Problem to work on: Output the records exactly as they appear, with no pictures included.

Exercise materials:
# # # # #

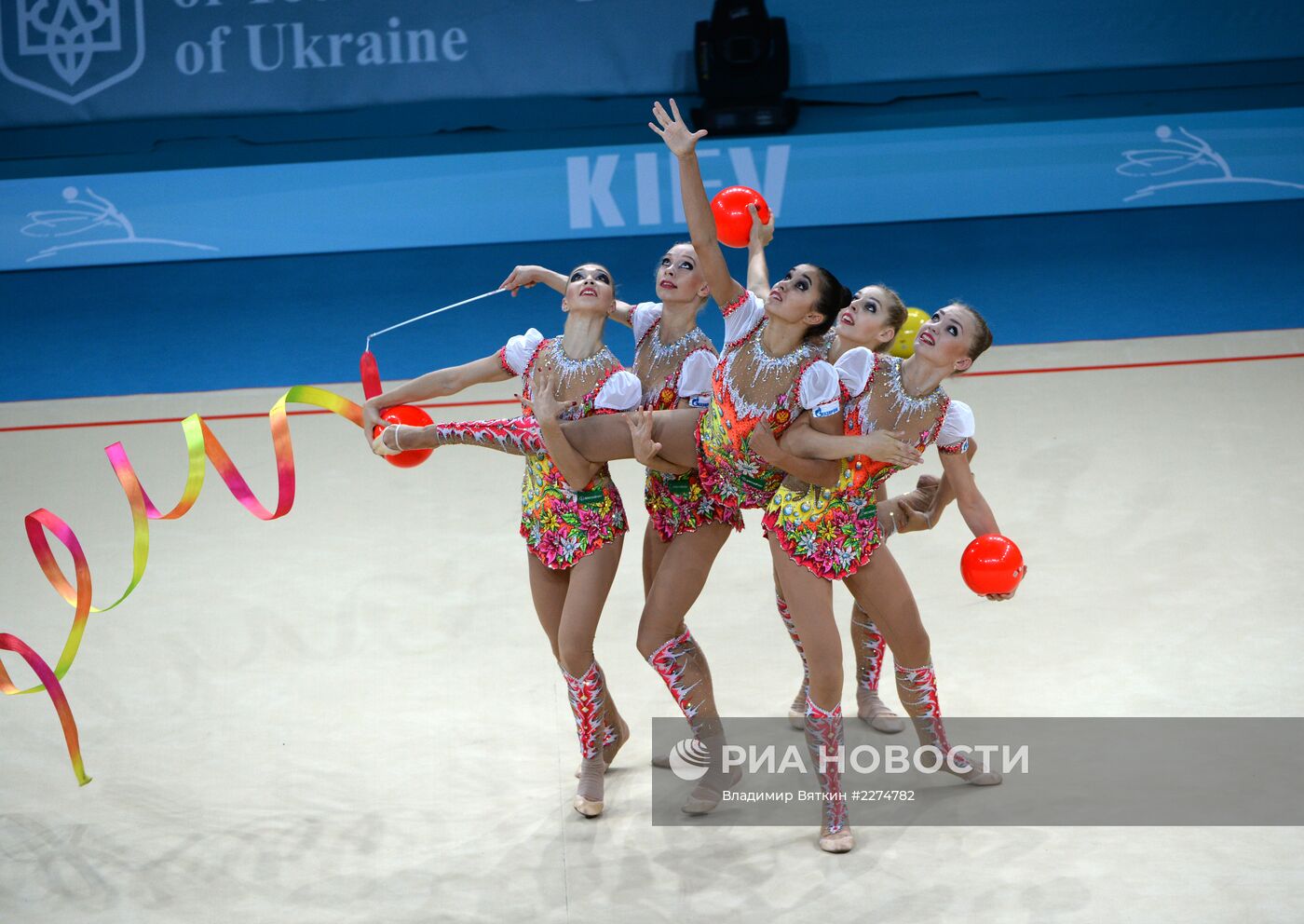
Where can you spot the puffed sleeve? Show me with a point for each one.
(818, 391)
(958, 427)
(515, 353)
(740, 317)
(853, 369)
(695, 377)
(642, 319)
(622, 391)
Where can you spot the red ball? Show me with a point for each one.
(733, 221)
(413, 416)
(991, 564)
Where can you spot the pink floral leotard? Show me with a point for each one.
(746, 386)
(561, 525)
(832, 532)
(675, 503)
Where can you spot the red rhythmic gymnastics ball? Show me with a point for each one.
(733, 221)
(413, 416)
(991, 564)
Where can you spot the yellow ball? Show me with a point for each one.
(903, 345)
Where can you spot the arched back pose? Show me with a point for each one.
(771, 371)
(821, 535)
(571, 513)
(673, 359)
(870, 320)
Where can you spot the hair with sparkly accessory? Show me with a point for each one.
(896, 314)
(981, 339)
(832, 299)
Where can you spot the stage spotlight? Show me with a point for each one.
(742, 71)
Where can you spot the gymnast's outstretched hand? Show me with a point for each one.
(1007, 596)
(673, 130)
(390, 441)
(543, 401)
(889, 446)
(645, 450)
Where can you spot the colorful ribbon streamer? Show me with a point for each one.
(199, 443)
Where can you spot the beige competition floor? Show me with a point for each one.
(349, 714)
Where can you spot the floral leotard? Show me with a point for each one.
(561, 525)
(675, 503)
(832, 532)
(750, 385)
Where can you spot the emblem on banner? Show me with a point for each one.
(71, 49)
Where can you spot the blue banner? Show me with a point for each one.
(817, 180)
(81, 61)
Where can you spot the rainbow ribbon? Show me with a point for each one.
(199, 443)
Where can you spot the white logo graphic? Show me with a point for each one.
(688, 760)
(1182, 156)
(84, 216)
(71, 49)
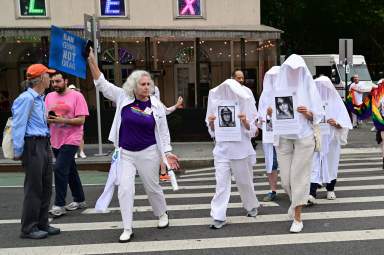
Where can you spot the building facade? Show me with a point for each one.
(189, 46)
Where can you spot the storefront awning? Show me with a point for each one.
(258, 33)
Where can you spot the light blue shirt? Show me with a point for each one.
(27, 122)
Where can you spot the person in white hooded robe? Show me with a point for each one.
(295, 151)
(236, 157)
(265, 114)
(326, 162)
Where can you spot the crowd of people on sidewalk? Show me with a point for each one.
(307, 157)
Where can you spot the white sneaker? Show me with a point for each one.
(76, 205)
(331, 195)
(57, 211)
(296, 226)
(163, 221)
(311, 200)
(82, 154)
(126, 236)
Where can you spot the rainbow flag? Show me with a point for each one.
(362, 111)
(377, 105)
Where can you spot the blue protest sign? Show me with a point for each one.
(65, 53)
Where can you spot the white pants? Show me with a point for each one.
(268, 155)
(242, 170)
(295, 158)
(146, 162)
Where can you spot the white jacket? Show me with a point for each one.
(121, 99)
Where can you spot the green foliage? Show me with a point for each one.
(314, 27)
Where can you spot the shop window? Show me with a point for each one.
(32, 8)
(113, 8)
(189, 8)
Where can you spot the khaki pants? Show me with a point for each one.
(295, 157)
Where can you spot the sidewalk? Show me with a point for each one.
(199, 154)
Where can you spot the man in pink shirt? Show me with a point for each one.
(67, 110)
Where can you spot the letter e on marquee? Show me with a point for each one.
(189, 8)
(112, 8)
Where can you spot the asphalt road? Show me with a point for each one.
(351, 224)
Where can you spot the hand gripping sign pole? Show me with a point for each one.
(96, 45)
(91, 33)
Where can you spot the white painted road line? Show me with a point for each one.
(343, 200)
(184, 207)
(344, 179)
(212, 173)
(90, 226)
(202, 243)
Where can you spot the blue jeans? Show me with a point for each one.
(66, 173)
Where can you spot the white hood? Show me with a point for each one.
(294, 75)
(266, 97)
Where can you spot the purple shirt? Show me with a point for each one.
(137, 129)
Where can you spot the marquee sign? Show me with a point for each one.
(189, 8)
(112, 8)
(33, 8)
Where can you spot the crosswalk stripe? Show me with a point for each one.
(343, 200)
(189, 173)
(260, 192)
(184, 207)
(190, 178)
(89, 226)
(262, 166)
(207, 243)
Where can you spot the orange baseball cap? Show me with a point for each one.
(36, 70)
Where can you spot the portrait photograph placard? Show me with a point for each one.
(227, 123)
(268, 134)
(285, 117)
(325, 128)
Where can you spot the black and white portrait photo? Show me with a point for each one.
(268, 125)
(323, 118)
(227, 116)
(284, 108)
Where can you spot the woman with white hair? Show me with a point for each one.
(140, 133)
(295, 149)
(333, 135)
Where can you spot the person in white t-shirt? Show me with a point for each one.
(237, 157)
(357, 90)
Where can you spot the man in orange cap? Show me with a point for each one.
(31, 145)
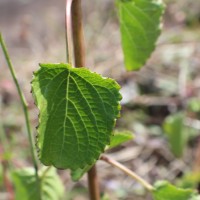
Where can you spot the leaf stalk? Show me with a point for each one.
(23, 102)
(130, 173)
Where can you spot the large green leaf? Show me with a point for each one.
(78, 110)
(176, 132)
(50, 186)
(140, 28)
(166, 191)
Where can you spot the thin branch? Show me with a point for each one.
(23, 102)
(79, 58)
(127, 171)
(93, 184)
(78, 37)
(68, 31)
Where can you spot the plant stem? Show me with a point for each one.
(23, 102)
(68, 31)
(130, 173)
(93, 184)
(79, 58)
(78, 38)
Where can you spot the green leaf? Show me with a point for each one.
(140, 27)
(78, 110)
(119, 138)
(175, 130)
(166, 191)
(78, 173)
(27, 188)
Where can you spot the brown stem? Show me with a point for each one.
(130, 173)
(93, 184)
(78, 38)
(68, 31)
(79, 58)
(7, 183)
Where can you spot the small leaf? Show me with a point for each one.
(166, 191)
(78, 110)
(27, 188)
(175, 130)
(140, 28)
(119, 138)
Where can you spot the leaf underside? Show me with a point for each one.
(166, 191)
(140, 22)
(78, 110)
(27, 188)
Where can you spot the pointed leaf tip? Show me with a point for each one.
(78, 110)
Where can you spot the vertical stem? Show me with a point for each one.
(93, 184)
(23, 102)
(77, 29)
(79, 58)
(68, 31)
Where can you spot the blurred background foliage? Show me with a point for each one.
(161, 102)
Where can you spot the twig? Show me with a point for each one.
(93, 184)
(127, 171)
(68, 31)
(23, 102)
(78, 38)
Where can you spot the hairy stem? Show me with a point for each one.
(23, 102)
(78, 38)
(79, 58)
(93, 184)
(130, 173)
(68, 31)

# # # # #

Response:
Where can you spot the puffed sleeve? Show me with a point for each one.
(818, 391)
(958, 427)
(515, 353)
(740, 317)
(853, 369)
(695, 377)
(642, 319)
(622, 391)
Where can you spot the red ball? Show me with a point for each one.
(733, 221)
(413, 416)
(991, 564)
Where can you spot the pink floral leotard? Show me with a point for each one.
(746, 386)
(561, 525)
(832, 532)
(675, 503)
Where can you spot the red rhythmic gymnastics ball? Show me with a point for each one.
(733, 221)
(413, 416)
(991, 564)
Where can you spot the yellow ball? Show me with a point for each one.
(903, 345)
Where can you spot the arched back pose? Show me with a point for each one.
(771, 371)
(821, 535)
(571, 513)
(673, 359)
(870, 320)
Where can you spot the hair with sparkly accessory? Show me with a point for each one.
(896, 314)
(981, 339)
(832, 299)
Where can you spot the stage spotlight? Show me with a point for each one.
(742, 71)
Where can you spot the gymnast's outstretched hand? Show me with a point for each one.
(1007, 596)
(673, 130)
(390, 441)
(543, 401)
(889, 446)
(645, 450)
Where can you spot the colorful ribbon streamer? Show me with a point for each one.
(199, 443)
Where can you spot the beige competition floor? Show me with a point for each one.
(349, 714)
Where can you spot the floral leotard? Show me with a point for each one.
(561, 525)
(675, 503)
(832, 532)
(750, 385)
Where can you spot the emblem on banner? Show me with a point for each one.
(71, 49)
Where can you spot the blue banner? Show me with a point for each one.
(817, 180)
(81, 61)
Where can you spot the rainbow ribbon? Show me with a point for each one.
(199, 443)
Where can you spot the white logo graphic? Show me with a point for each one.
(688, 760)
(1182, 156)
(84, 216)
(71, 49)
Where can you spot the building facade? Show me with a point for each one.
(189, 46)
Where can you spot the storefront awning? Show me with a point for each one.
(258, 33)
Where can you spot the light blue shirt? Show me with a point for each one.
(27, 122)
Where can you spot the person in white hooded robe? Show me with a point for each one.
(295, 151)
(236, 157)
(265, 114)
(326, 162)
Where can you spot the crowd of people on sidewalk? Show me with a point for each one.
(307, 157)
Where can you spot the white sneaker? Show me with a point for each one.
(76, 205)
(331, 195)
(57, 211)
(296, 226)
(163, 221)
(311, 200)
(82, 154)
(126, 236)
Where can you spot the rainbow flag? Show me with a point for each one.
(362, 111)
(377, 105)
Where can you spot the blue protest sign? Show me with a point for each one.
(65, 53)
Where can you spot the white pants? Show me with a point for each one.
(268, 155)
(242, 170)
(295, 158)
(146, 162)
Where can you spot the white jacket? Show me with a point for each one.
(121, 99)
Where can you spot the green foliage? Show me with a point for each one.
(314, 27)
Where can you spot the shop window? Show me with a point for each one.
(32, 8)
(113, 8)
(189, 8)
Where can you spot the khaki pants? Show me with a point for each one.
(295, 157)
Where can you spot the sidewalk? Show me with a point for each one.
(199, 154)
Where can you spot the man in pink shirt? Show me with a point for each one.
(67, 110)
Where can you spot the letter e on marquee? Show me with a point for each one.
(189, 8)
(112, 8)
Where can you spot the asphalt road? Show me with a point for each one.
(351, 224)
Where can you spot the hand gripping sign pole? Show me with a point for each one.
(96, 45)
(91, 33)
Where can you spot the white painted road line? Show me with a point for each one.
(343, 200)
(184, 207)
(344, 179)
(212, 173)
(90, 226)
(202, 243)
Where can you spot the blue jeans? Show me with a point for each one.
(66, 173)
Where can you spot the white hood? Show me with a point for each one.
(294, 75)
(266, 97)
Where can you spot the purple shirt? Show me with a point for each one.
(137, 129)
Where can you spot the marquee sign? Show me with a point for each one.
(189, 8)
(112, 8)
(33, 8)
Where can you spot the crosswalk stripe? Show me with a point for each one.
(343, 200)
(189, 173)
(260, 192)
(184, 207)
(190, 178)
(89, 226)
(262, 166)
(207, 243)
Where can you spot the orange baseball cap? Show me with a point for each one.
(36, 70)
Where can you spot the portrait photograph placard? Show me with a point for each one.
(227, 123)
(268, 134)
(285, 117)
(325, 128)
Where can you spot the black and white portrait photo? Show me with a point for each one.
(268, 125)
(323, 118)
(227, 116)
(284, 108)
Where can you spot the woman with white hair? Show me with a point for each one.
(140, 133)
(295, 149)
(333, 135)
Where can you spot the person in white t-shirt? Show me with a point for each one.
(237, 157)
(357, 90)
Where can you spot the man in orange cap? Show me with a point for each one.
(31, 145)
Where can you spot the leaf stalk? Show me with a point for each one.
(23, 102)
(130, 173)
Where can you spot the large green leaf? Show me with a point for each one.
(78, 110)
(176, 132)
(50, 186)
(140, 28)
(166, 191)
Where can you spot the thin branch? Show me with a point for each one.
(23, 102)
(79, 58)
(127, 171)
(93, 184)
(78, 37)
(68, 31)
Where can you spot the plant stem? Show me with a point for each one.
(23, 102)
(68, 31)
(130, 173)
(93, 184)
(79, 58)
(78, 38)
Where can you spot the green leaf? Show me with a point for each one.
(140, 27)
(78, 110)
(119, 138)
(175, 130)
(166, 191)
(78, 173)
(27, 188)
Where can you spot the brown stem? Show me with a point for each one.
(130, 173)
(93, 184)
(78, 38)
(68, 31)
(79, 58)
(7, 183)
Where can you spot the small leaf? Show me with a point for each one.
(166, 191)
(78, 110)
(27, 188)
(175, 130)
(140, 28)
(119, 138)
Where can you spot the leaf underside? Show me with a point for each one.
(166, 191)
(140, 22)
(78, 110)
(27, 188)
Where can you spot the pointed leaf tip? Show me with a point for each one.
(78, 110)
Where can you spot the vertical stem? Show me with a point for each one.
(93, 184)
(23, 102)
(77, 29)
(79, 58)
(68, 31)
Where can you spot the blurred background foliage? Show me with a point for each one.
(161, 102)
Where can you spot the twig? Show me with a point for each one.
(93, 184)
(127, 171)
(68, 31)
(23, 102)
(78, 38)
Where can you spot the hairy stem? Show me with a point for each one.
(23, 102)
(78, 38)
(79, 58)
(93, 184)
(130, 173)
(68, 31)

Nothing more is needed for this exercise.